Extracted data entries:
----------
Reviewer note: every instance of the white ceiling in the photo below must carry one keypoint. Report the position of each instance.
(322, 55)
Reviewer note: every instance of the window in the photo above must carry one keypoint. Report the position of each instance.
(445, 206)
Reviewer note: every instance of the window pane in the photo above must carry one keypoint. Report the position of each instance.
----------
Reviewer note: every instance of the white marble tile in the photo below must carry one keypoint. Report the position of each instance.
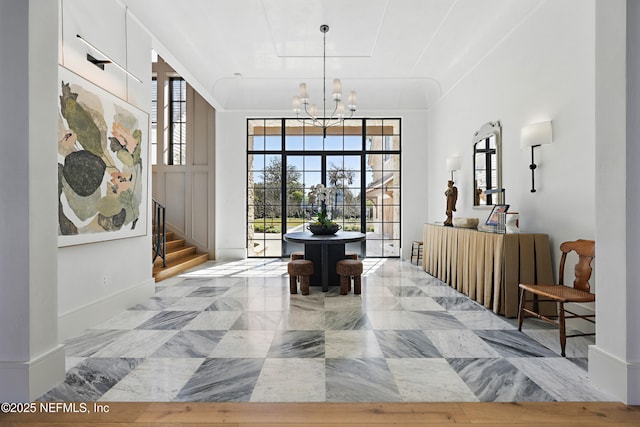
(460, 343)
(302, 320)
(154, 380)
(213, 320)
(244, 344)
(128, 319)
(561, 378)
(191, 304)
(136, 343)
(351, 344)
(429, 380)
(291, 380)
----------
WHAT TO WORK ON >> Write out the entries word for word, starting at the line containing "Reviewer note: every instance of the white ceiling" and ending at the line containing "Reviewer note: every instance of the window pane", both included.

ANSWER TO THIS TASK >>
Reviewer note: every instance of the white ceiling in the photo below must carry one keypoint. Report the position of each instance.
(322, 55)
Reviewer note: every instance of the window in the photo above must carry one keypoint. Report the position of each instance.
(445, 206)
Reviewer note: every instance of the window pane in the photo above must carry one keypoint. Report the position of each instance.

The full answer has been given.